Consigne 1: Repérez dans les entrées chaque ligne où figure la chaîne « given », puis recopiez ces lignes.

Extrait du texte:

>>>

Ittre est une prison moderne. Avec la pub que le Ministère de la Justice a fait au moment de son ouverture, certains s'imaginent que c'est l'Hilton. Ce n'est pas ça, mais enfin, matériellement, c'est bien, toutes les familles de détenus vous le diront. Et puis? Qu'est-ce qui fait qu'on s'y sent quand même si mal? Qu'est-ce qui cloche dans tout notre système pénitentiaire, même dans nos prisons  dernier cri?

Le miroir de notre société

Le malaise profond de nos prisons n'est donc pas seulement matériel. Le détenu est là, entre parenthèses de la vie réelle. A sa libération, il se retrouvera dans la même situation qu'avant son enfermement, avec les mêmes problèmes. La plupart des petits délinquants viennent de ce qu'on appelle pudiquement des "milieux défavorisés". "Défavorisés" par qui? Chômeurs, voués aux petits boulots, souvent sans qualification professionnelle, sans perspectives de pouvoir se construire un meilleur avenir, ce n'est pas du Zola (on aimerait que ce le soit), c'est la réalité.

Il n'y a pas si longtemps, on parlait de "question sociale", on considérait que le chômage, l'exclusion étaient un problème de société. Mais maintenant? La question sociale? Démodée, balayée, paraît-il!  "Chacun pour soi" et "struggle for life". L'exclu, le "marginal", quel que soit son état, quelles que soient ses conditions de vie, est considéré comme seul responsable de sa situation.

Qui donc avait dit que la prison est le miroir de la société?

<<<

Entrées de l'exercice:
>>>

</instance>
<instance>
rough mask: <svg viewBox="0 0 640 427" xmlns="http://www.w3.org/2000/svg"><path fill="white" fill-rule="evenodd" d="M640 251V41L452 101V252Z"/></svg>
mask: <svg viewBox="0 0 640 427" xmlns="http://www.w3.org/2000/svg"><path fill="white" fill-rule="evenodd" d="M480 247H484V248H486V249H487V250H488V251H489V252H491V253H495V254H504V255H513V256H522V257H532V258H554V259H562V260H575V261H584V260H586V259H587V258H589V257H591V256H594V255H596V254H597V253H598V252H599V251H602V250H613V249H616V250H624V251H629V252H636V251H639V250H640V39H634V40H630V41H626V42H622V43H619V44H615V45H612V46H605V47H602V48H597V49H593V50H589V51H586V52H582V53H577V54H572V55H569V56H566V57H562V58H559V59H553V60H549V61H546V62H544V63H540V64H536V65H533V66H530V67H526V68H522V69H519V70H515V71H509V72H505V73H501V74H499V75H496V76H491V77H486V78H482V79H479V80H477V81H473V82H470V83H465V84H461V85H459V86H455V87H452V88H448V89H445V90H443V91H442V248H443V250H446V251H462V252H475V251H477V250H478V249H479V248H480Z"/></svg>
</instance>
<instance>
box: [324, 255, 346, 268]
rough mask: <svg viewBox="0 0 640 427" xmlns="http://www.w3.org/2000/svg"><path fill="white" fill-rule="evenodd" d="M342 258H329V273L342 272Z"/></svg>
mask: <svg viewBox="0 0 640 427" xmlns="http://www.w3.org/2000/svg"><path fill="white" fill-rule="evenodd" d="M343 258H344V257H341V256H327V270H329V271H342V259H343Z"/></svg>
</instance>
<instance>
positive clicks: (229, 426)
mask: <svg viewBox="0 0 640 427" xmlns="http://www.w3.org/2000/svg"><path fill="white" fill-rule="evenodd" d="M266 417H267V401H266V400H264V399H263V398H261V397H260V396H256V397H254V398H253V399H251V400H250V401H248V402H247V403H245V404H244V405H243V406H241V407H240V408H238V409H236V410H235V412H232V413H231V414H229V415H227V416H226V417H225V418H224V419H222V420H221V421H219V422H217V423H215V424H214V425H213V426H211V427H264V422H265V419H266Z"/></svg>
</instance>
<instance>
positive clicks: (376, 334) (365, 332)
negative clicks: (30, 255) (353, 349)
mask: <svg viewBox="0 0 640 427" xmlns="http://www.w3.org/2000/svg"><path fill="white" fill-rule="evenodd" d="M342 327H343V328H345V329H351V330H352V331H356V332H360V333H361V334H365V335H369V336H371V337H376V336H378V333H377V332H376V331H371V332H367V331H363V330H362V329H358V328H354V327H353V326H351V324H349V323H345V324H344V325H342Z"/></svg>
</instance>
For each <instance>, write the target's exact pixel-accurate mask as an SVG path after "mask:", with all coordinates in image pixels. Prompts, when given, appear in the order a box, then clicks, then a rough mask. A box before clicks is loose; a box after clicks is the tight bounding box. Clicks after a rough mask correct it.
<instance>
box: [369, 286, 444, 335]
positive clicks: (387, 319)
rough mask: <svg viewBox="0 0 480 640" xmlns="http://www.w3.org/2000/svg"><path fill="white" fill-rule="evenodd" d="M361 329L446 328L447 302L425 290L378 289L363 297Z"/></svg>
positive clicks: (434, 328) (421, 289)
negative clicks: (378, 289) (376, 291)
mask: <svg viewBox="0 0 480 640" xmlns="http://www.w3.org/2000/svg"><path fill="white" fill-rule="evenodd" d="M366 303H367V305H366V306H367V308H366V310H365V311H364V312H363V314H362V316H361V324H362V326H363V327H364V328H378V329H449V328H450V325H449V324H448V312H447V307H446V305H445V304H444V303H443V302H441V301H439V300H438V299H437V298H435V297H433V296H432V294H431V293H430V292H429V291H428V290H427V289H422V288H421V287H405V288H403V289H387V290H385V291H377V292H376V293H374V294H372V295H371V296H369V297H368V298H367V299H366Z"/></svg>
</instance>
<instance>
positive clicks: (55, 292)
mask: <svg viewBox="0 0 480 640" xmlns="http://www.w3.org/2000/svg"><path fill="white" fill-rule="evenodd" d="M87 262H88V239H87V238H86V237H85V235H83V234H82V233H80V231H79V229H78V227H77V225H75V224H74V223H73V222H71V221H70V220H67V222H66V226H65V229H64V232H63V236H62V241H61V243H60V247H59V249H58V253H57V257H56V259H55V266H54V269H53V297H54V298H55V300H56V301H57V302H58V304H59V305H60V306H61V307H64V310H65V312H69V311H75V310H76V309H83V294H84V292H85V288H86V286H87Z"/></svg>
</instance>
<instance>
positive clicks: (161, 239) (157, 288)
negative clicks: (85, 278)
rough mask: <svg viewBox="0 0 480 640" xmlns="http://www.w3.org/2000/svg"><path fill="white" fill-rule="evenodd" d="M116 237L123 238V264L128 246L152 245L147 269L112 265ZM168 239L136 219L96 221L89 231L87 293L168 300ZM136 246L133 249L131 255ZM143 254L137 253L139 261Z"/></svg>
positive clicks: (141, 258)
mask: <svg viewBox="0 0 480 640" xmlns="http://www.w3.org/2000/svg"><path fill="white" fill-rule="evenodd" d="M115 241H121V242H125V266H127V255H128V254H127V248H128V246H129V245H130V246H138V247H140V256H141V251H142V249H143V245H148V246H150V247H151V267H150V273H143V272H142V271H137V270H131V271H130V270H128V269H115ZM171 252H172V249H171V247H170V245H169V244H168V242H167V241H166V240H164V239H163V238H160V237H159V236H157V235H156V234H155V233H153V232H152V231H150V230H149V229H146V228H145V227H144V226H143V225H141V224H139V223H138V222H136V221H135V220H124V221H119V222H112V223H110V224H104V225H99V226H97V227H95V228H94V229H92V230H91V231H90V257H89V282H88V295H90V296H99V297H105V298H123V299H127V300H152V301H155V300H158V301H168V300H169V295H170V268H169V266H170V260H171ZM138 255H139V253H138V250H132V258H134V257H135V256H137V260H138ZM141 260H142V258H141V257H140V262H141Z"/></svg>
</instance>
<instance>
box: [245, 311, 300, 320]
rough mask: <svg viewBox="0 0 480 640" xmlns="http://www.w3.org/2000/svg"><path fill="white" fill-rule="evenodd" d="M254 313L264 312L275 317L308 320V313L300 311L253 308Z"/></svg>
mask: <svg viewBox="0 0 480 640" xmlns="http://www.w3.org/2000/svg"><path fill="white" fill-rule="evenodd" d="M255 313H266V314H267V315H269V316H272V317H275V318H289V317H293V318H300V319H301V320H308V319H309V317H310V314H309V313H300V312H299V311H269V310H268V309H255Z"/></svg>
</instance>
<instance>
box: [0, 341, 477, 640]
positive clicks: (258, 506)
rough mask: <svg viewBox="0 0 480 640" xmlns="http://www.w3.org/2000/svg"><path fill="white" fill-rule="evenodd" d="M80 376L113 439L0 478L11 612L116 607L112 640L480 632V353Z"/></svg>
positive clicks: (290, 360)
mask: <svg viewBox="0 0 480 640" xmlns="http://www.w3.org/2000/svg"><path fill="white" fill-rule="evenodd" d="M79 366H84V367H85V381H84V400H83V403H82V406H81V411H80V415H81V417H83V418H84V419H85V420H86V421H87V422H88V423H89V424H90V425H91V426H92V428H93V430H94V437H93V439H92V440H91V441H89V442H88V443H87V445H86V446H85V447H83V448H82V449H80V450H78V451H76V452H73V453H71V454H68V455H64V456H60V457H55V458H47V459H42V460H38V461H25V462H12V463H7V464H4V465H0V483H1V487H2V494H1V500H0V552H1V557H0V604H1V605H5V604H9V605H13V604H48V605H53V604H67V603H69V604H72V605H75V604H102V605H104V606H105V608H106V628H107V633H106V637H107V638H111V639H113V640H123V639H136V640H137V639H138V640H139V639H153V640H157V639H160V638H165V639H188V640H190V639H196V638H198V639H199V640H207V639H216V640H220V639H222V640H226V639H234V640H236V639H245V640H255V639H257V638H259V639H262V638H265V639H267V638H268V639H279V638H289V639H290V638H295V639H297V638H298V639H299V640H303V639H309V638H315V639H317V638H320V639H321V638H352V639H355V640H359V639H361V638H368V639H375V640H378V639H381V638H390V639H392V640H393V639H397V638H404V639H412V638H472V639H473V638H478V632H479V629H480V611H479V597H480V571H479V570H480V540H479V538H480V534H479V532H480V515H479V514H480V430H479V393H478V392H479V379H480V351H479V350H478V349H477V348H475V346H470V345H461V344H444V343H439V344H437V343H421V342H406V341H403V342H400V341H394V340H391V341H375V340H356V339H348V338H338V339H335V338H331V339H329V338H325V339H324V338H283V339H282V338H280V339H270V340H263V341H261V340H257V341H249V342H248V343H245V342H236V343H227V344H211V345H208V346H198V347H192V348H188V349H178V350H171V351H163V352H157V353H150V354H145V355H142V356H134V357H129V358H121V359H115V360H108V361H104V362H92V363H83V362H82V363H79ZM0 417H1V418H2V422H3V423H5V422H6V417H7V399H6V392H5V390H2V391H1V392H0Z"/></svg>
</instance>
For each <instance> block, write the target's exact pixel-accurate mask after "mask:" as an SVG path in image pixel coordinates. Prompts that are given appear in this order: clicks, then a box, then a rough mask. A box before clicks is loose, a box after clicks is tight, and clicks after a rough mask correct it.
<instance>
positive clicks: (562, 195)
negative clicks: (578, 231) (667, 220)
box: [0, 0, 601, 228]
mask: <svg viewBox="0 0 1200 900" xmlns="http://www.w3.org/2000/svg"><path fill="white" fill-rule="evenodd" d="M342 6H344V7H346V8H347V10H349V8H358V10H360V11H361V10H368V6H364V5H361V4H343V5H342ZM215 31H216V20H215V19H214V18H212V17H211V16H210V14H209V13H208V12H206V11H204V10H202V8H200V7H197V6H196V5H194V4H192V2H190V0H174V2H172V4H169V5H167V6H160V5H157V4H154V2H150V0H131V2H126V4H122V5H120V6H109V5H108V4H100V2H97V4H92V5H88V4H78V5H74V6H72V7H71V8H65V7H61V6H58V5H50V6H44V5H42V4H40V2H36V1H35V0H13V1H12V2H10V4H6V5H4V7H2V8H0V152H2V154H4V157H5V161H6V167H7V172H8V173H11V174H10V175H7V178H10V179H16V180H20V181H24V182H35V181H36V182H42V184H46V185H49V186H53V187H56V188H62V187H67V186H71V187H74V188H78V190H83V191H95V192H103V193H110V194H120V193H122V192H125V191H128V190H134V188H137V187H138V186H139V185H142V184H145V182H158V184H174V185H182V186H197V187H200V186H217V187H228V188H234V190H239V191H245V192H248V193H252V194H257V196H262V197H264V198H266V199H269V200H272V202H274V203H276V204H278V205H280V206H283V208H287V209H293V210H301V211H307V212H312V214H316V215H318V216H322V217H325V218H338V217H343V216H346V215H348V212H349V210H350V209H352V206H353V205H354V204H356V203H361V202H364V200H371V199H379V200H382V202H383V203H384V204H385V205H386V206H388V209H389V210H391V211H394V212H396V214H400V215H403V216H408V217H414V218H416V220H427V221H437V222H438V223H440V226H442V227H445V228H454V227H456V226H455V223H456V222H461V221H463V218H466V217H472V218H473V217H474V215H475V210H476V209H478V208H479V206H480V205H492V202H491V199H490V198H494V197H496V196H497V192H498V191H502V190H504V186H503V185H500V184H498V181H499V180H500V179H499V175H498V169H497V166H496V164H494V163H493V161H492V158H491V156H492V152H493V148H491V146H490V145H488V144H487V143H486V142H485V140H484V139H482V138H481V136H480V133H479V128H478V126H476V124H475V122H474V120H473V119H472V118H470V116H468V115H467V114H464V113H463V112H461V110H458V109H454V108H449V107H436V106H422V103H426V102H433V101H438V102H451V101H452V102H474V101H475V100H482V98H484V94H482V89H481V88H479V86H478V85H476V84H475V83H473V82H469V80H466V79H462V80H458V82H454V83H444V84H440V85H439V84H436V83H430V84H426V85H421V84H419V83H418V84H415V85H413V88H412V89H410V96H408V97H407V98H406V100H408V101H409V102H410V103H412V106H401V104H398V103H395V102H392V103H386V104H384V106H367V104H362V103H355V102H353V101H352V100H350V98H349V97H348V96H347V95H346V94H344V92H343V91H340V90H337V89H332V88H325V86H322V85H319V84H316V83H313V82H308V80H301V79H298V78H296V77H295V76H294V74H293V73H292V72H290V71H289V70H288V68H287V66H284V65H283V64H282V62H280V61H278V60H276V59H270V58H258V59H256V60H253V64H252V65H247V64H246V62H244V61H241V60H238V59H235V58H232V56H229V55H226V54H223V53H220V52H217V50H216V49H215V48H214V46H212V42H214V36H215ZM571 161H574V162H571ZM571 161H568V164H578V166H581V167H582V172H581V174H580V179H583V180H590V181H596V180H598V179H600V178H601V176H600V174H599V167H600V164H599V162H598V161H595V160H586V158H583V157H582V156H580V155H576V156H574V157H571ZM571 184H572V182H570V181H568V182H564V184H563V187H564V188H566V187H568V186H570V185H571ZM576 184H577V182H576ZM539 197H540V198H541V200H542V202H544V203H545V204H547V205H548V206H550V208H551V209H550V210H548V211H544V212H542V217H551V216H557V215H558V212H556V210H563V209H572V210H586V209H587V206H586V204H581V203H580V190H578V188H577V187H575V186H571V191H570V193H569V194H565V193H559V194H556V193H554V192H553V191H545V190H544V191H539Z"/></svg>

<<<

Consigne 2: Relevez toutes les expressions placées entre guillemets dans l'extrait sur les prisons, dans l'ordre où elles apparaissent.

Corrigé détaillé 1:
For each <instance>, write the target's exact pixel-accurate mask as an SVG path after "mask:", with all coordinates in image pixels. Prompts, when given, appear in the order a box, then clicks, then a rough mask. A box before clicks is loose; a box after clicks is the tight bounding box. Clicks after a rough mask correct it.
For each <instance> block, write the target's exact pixel-accurate mask after "mask:" as an SVG path in image pixel coordinates. Prompts that are given appear in this order: clicks, then a box, then a rough mask. A box before clicks is loose, a box after clicks is tight, and clicks after a rough mask correct it.

Corrigé détaillé 2:
- « milieux défavorisés »
- « Défavorisés »
- « question sociale »
- « Chacun pour soi »
- « struggle for life »
- « marginal »